== Instructions for the task ==
Reproduce the records below exactly as they appear.

◇ ◇ ◇ ◇ ◇

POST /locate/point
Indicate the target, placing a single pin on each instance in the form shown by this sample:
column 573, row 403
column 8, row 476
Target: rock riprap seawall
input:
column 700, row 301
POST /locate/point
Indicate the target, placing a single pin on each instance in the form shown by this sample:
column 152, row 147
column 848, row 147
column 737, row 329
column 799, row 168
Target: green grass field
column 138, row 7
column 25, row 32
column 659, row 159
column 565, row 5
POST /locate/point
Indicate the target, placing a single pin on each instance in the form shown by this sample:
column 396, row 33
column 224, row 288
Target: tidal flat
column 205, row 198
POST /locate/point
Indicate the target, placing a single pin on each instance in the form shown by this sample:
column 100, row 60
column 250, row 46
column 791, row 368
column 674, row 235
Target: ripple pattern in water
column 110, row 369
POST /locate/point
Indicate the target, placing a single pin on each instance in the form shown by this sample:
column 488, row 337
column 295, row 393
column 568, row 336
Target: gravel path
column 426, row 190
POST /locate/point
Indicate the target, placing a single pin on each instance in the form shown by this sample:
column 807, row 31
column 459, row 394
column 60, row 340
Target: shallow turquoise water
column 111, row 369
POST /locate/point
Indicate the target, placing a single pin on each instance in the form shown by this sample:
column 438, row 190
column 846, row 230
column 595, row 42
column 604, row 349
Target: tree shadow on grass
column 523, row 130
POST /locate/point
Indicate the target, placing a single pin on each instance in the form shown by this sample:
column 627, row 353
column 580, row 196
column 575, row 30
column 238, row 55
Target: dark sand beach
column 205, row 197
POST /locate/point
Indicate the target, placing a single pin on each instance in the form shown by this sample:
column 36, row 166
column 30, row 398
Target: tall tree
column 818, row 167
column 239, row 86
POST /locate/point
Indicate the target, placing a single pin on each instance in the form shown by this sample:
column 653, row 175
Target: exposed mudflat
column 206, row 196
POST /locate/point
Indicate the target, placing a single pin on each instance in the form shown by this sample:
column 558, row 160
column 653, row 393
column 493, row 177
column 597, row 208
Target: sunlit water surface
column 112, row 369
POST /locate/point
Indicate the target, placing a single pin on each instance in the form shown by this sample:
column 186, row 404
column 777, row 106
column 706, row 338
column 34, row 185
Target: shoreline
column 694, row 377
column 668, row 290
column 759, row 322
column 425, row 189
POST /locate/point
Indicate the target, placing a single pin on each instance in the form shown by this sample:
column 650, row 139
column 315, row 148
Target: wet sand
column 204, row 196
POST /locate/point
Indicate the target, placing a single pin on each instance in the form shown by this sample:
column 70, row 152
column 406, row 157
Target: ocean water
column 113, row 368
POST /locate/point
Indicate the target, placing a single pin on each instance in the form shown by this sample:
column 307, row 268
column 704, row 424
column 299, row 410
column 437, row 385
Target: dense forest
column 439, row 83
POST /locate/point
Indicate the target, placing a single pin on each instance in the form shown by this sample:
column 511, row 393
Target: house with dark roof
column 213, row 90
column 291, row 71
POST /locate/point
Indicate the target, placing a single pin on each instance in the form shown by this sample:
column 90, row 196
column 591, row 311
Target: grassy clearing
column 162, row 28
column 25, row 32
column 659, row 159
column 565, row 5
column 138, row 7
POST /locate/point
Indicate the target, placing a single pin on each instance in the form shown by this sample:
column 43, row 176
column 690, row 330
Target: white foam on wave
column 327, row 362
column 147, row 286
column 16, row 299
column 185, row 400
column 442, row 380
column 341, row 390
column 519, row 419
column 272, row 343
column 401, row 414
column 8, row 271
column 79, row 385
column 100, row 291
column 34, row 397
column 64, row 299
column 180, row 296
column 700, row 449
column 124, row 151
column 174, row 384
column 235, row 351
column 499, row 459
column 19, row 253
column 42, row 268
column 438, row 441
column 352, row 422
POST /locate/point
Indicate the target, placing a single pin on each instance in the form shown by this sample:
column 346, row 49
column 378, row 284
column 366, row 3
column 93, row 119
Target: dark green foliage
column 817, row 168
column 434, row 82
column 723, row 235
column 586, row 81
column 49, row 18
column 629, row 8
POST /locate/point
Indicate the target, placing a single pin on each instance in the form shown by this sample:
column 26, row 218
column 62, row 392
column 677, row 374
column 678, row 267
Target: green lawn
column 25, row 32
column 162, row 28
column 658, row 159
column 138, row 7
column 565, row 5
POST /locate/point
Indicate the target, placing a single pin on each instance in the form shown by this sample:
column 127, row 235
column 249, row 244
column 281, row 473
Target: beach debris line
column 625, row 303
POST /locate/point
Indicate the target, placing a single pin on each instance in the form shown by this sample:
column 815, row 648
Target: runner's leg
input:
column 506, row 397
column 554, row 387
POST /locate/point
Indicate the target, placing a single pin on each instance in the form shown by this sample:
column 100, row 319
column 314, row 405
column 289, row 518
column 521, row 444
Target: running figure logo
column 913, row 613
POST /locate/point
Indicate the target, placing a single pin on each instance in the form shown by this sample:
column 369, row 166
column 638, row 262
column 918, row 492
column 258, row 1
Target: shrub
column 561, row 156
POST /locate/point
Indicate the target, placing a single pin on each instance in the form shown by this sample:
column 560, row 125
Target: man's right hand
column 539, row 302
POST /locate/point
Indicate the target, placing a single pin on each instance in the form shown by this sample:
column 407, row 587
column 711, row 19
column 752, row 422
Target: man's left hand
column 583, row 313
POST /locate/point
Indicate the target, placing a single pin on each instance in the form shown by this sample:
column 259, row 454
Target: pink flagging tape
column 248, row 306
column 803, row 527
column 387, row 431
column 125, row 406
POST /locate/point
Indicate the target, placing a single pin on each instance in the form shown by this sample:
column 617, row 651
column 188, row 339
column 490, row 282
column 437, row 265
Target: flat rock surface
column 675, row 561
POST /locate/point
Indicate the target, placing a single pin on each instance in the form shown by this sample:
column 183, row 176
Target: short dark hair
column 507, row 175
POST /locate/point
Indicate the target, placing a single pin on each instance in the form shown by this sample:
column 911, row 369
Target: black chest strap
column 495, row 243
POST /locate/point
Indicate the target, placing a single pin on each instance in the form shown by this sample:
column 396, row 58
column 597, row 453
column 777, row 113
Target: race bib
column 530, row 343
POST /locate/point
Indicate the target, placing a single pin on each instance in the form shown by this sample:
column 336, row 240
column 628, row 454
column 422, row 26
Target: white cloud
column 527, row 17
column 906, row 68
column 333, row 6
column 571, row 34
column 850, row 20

◇ ◇ ◇ ◇ ◇

== Exercise response ==
POST /locate/point
Indicate the target, placing a single pin on each instance in the form shown by this sample:
column 573, row 403
column 8, row 476
Target: rock riprap seawall
input:
column 700, row 301
POST /locate/point
Indicate the target, placing a single pin on each instance in the form shown by this sample:
column 152, row 147
column 848, row 147
column 737, row 329
column 799, row 168
Target: green grass field
column 138, row 7
column 25, row 32
column 659, row 159
column 565, row 5
POST /locate/point
Indicate the target, placing a single pin on each instance in the form shown by this sample:
column 396, row 33
column 224, row 288
Target: tidal flat
column 205, row 198
POST /locate/point
Indicate the target, placing a single pin on each instance in the form shown by this sample:
column 100, row 60
column 250, row 46
column 791, row 368
column 674, row 235
Target: ripple pattern in water
column 110, row 369
POST /locate/point
Indicate the target, placing a single pin on each instance in the form shown by this sample:
column 488, row 337
column 295, row 393
column 568, row 336
Target: gravel path
column 426, row 190
POST /locate/point
Indicate the target, placing a single pin on each instance in the form shown by this sample:
column 807, row 31
column 459, row 394
column 60, row 340
Target: shallow turquoise water
column 111, row 369
POST /locate/point
Indicate the target, placing a single pin on each instance in the form shown by this sample:
column 438, row 190
column 846, row 230
column 595, row 42
column 604, row 349
Target: tree shadow on grass
column 523, row 130
POST /locate/point
Indicate the target, placing a single pin on each instance in the form shown by this sample:
column 627, row 353
column 580, row 196
column 575, row 30
column 238, row 55
Target: dark sand beach
column 205, row 197
POST /locate/point
Indicate the target, placing a single pin on each instance in the form shown by this sample:
column 36, row 166
column 30, row 398
Target: tall tree
column 818, row 167
column 239, row 86
POST /locate/point
Indicate the target, placing a single pin on each instance in the form shown by this sample:
column 653, row 175
Target: exposed mudflat
column 206, row 196
POST /locate/point
Indicate the target, placing a single pin on each instance in the form shown by this sample:
column 558, row 160
column 653, row 393
column 493, row 177
column 597, row 208
Target: sunlit water surface
column 112, row 369
POST /locate/point
Indicate the target, placing a single pin on each instance in the form shown by this sample:
column 186, row 404
column 777, row 106
column 706, row 338
column 34, row 185
Target: shoreline
column 694, row 377
column 668, row 290
column 759, row 322
column 425, row 189
POST /locate/point
Indicate the target, placing a single pin on each instance in the form shown by this sample:
column 650, row 139
column 315, row 148
Target: wet sand
column 204, row 196
POST /locate/point
Indicate the target, placing a single pin on each instance in the form shown by this sample:
column 70, row 152
column 406, row 157
Target: ocean water
column 113, row 368
POST /locate/point
Indicate the target, placing a single pin on each instance in the form shown by this sample:
column 307, row 268
column 704, row 424
column 299, row 410
column 437, row 385
Target: dense forest
column 439, row 83
POST /locate/point
Indicate the target, placing a single pin on each instance in the form shown by this sample:
column 511, row 393
Target: house with dark roof
column 213, row 90
column 291, row 71
POST /locate/point
Indicate the target, placing a single pin on each instance in the form shown by this sample:
column 90, row 196
column 591, row 311
Target: grassy clearing
column 162, row 28
column 25, row 32
column 659, row 159
column 565, row 5
column 138, row 7
POST /locate/point
Indicate the target, placing a single pin on each instance in the form shown by this sample:
column 43, row 176
column 690, row 330
Target: white foam on wave
column 327, row 362
column 147, row 286
column 16, row 299
column 185, row 400
column 442, row 380
column 341, row 390
column 519, row 419
column 272, row 343
column 401, row 414
column 8, row 271
column 79, row 385
column 100, row 291
column 34, row 397
column 64, row 299
column 180, row 296
column 700, row 449
column 124, row 151
column 174, row 384
column 235, row 351
column 499, row 459
column 19, row 253
column 42, row 268
column 438, row 441
column 352, row 422
POST /locate/point
Indicate the target, placing a single pin on each instance in the form shown by this sample:
column 346, row 49
column 378, row 284
column 366, row 3
column 93, row 119
Target: dark green foliage
column 817, row 168
column 434, row 82
column 723, row 235
column 586, row 81
column 49, row 18
column 629, row 8
POST /locate/point
Indicate the target, placing a single pin on each instance in the form shown by this sample:
column 26, row 218
column 62, row 392
column 677, row 374
column 678, row 267
Target: green lawn
column 25, row 32
column 162, row 28
column 658, row 159
column 138, row 7
column 565, row 5
POST /locate/point
Indicate the target, placing a single pin on each instance in the form shown by this sample:
column 127, row 235
column 249, row 244
column 281, row 473
Target: beach debris line
column 625, row 303
POST /locate/point
Indicate the target, placing a single pin on each instance in the form shown by this sample:
column 815, row 648
Target: runner's leg
input:
column 506, row 397
column 554, row 387
POST /locate/point
Indicate the target, placing a single pin on each instance in the form shown by this sample:
column 100, row 319
column 314, row 405
column 289, row 518
column 521, row 444
Target: running figure logo
column 913, row 613
POST /locate/point
Indicate the target, placing a single pin on each instance in the form shown by this sample:
column 369, row 166
column 638, row 262
column 918, row 492
column 258, row 1
Target: shrub
column 561, row 156
POST /locate/point
Indicate the target, placing a single pin on each instance in the form shown by this sample:
column 560, row 125
Target: man's right hand
column 539, row 302
POST /locate/point
Indicate the target, placing a single pin on each instance in the form shown by this sample:
column 407, row 587
column 711, row 19
column 752, row 422
Target: man's left hand
column 583, row 313
POST /locate/point
Indicate the target, placing a single pin on each instance in the form shown by this sample:
column 259, row 454
Target: pink flagging tape
column 248, row 306
column 803, row 527
column 387, row 431
column 125, row 406
POST /locate/point
Indicate the target, placing a single pin on each instance in the form shown by this sample:
column 617, row 651
column 188, row 339
column 490, row 282
column 437, row 265
Target: flat rock surface
column 675, row 561
POST /locate/point
Indicate the target, placing a single pin on each instance in the form shown by this sample:
column 183, row 176
Target: short dark hair
column 507, row 175
POST /locate/point
Indicate the target, placing a single pin on each instance in the form shown by this sample:
column 911, row 369
Target: black chest strap
column 495, row 243
POST /locate/point
Indicate the target, placing a single pin on each instance in the form shown by this sample:
column 396, row 58
column 597, row 453
column 777, row 113
Target: race bib
column 530, row 343
POST /locate/point
Indicate the target, placing a single pin on each instance in the form shown by this sample:
column 336, row 240
column 628, row 454
column 422, row 26
Target: white cloud
column 527, row 17
column 906, row 68
column 333, row 6
column 571, row 34
column 850, row 20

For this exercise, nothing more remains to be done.